EXCERTO SELECIONADO –
+---+
Foto: Nuno Gonçalves, 2005
Foi em 2005 e eu era então um jovem – ainda sou 😉 – com 28 anos, recém-chegado (meros 10 meses) à aceitação (bem longe de ser plena) da minha própria orientação sexual. Vivia em Coimbra, o que não facilitava a vida a quem quisesse assumir a sua orientação sexual. A cena da cidade era dos masculinos discretos e das lésbicas invisíveis. De certo modo, Coimbra ainda não perdeu totalmente esta identidade, estando, mal fora, já muito melhor.
O que me interessa neste texto não é tanto discutir a minha evolução pessoal, que de armariado passei a cool with this e daí a ativista, mas sobretudo discutir dois aspetos. Por um lado, o poder das marchas do orgulho e, por outro, aquelas duas fotos que ficaram escondidas com o mosaico das restantes, para que família e amigos/as não as pudessem ver e eu não tivesse dificuldade em as explicar.
A forma como aprendemos desde cedo a comportarmo-nos, homens ou mulheres, com enorme pressão para o que está “certo” (compatível) ou “errado” (incompatível), a desempenhar os papéis de género bem definidos (que não respeita, acima de tudo, as pessoas trans), num quadro vincadamente sexista, funciona como uma tatuagem mental para todos os seres humanos. Está lá sempre. Para alguém que tem uma orientação sexual não dominante, instala-se o medo e a vergonha. Instala-se a dúvida (sou normal? há mais pessoas como eu? sou só eu aqui?) e aprende-se a esconder. Aprende-se a calar, ou a dominar os instintos. Aprende-se a vestir uma pele diferente. Aprende-se a não deixar transparecer o que acontece por dentro.
É por isso que a visibilidade, das marchas do orgulho ou de tantas outras manifestações e gestos, é tão importante. Ter orgulho em ser-se quem se é e nas décadas de conquistas que nos levaram onde estamos hoje, com tanto ainda para alcançar, mas com o entusiasmo de quem está a conquistar e não vai parar de lutar pelo muito que ainda falta.
Naquele primeiro dia em que o observador esteve na sua primeira marcha, mas à margem, a assistir, sem participar, já estava de certa forma a participar, e o empoderamento já estava a começar a sentir-se. O observador que naquele dia fui eu e certamente tantas outras pessoas que, observadores e observadoras, pululavam pelas margens da marcha, naquele e todos os anos, saem sempre dali com mais poder, e mais coragem para, um dia, pisar o desfile.
+---+
MATERIAL FORNECIDO –
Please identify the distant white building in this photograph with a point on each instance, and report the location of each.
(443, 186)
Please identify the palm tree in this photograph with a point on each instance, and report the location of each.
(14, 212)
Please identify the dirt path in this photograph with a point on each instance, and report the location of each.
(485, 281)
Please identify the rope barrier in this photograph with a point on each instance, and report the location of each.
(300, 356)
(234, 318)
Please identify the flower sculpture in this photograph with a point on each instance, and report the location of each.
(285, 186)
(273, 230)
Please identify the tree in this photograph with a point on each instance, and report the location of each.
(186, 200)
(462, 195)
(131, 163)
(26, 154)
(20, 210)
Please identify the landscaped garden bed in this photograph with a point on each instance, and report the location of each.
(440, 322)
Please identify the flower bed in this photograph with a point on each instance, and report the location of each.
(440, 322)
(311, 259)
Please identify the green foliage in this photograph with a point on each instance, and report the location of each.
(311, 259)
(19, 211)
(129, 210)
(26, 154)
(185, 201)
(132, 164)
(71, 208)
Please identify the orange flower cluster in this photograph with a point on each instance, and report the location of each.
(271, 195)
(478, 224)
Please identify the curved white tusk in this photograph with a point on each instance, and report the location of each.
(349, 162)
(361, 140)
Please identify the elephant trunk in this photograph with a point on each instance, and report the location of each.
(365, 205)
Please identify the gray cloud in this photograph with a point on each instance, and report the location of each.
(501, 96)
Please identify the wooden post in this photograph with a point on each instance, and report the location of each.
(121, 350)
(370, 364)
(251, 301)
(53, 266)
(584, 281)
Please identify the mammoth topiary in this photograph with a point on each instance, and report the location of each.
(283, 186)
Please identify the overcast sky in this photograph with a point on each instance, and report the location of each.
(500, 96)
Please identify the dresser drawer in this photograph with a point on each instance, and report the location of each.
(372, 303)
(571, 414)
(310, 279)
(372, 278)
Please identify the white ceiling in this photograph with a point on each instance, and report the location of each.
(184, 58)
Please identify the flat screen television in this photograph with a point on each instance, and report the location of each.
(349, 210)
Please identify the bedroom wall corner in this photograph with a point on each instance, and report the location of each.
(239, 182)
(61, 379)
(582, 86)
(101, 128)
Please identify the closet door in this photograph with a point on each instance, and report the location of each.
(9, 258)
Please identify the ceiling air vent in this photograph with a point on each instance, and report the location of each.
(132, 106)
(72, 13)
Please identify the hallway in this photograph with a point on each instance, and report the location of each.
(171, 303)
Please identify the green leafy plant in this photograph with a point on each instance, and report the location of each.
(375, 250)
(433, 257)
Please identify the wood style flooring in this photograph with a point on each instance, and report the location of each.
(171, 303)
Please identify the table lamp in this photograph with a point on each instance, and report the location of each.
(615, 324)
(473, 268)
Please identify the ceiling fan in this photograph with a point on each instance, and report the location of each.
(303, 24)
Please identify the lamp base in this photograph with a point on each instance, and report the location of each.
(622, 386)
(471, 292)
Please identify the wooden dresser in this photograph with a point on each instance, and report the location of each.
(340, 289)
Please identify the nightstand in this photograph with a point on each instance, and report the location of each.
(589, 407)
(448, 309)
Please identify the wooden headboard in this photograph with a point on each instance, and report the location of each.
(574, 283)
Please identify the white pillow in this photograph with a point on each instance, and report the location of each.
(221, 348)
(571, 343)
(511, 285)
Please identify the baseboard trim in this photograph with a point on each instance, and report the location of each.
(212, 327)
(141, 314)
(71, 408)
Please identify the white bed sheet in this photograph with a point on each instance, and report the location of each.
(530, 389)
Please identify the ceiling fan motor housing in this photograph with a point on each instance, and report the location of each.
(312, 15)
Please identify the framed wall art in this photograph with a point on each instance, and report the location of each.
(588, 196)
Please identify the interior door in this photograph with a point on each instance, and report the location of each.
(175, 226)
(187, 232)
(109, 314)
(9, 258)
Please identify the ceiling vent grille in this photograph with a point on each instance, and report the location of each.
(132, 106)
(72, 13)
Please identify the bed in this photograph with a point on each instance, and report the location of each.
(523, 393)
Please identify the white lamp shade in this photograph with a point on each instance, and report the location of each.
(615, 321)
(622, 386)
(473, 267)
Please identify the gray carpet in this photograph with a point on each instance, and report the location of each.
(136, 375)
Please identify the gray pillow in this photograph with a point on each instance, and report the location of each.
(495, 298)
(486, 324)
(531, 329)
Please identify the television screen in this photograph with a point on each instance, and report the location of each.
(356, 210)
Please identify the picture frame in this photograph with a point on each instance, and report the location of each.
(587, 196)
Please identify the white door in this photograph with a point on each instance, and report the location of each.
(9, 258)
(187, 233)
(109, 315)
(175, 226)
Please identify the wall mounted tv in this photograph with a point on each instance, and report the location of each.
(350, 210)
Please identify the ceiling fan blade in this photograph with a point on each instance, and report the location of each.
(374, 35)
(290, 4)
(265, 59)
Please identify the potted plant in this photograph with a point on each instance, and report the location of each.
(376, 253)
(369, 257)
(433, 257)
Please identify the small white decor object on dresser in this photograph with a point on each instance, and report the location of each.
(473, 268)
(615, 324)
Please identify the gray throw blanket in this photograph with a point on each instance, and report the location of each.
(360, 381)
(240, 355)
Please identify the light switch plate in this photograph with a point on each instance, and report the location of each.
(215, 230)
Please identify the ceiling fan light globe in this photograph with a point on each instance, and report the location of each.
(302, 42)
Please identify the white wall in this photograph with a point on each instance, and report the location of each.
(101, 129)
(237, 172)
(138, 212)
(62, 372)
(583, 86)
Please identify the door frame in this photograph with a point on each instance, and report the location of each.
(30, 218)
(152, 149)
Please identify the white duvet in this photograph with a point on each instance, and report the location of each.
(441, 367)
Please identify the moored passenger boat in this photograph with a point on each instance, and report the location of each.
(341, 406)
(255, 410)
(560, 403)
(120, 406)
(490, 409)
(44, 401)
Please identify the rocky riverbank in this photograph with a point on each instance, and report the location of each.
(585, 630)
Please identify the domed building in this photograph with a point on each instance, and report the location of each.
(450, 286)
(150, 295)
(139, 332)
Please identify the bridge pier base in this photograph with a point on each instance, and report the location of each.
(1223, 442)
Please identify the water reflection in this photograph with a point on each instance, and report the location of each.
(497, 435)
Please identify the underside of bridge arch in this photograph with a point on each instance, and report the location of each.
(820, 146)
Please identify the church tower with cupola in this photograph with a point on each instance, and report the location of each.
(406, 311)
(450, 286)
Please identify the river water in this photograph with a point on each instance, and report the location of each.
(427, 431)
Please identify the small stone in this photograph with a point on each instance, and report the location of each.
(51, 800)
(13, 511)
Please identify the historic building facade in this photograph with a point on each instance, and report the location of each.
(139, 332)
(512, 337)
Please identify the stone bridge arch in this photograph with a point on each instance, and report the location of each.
+---+
TAREFA 1 – Enumere todas as perguntas que, segundo o texto sobre as marchas do orgulho, formam a dúvida que se instala em quem tem uma orientação sexual não dominante.
TAREFA 2 – Transcreva o trecho do texto sobre as marchas do orgulho desde "Naquele primeiro dia" até "pisar o desfile.", inclusive.
TAREFA 3 –
Responda com base no texto sobre as marchas do orgulho:
(a) Que idade tinha a pessoa que escreve em 2005?
(b) Com que é comparada a forma como aprendemos desde cedo a comportar-nos?
(c) Por que razão ficaram duas fotos escondidas no mosaico das restantes?

RESPOSTA 1 –
- sou normal?
- há mais pessoas como eu?
- sou só eu aqui?

RESPOSTA 2 –
Naquele primeiro dia em que o observador esteve na sua primeira marcha, mas à margem, a assistir, sem participar, já estava de certa forma a participar, e o empoderamento já estava a começar a sentir-se. O observador que naquele dia fui eu e certamente tantas outras pessoas que, observadores e observadoras, pululavam pelas margens da marcha, naquele e todos os anos, saem sempre dali com mais poder, e mais coragem para, um dia, pisar o desfile.

RESPOSTA 3 –
(a) Tinha 28 anos.
(b) É comparada a uma tatuagem mental para todos os seres humanos.
(c) Ficaram escondidas para que família e amigos/as não as pudessem ver e para que quem escreve não tivesse dificuldade em as explicar.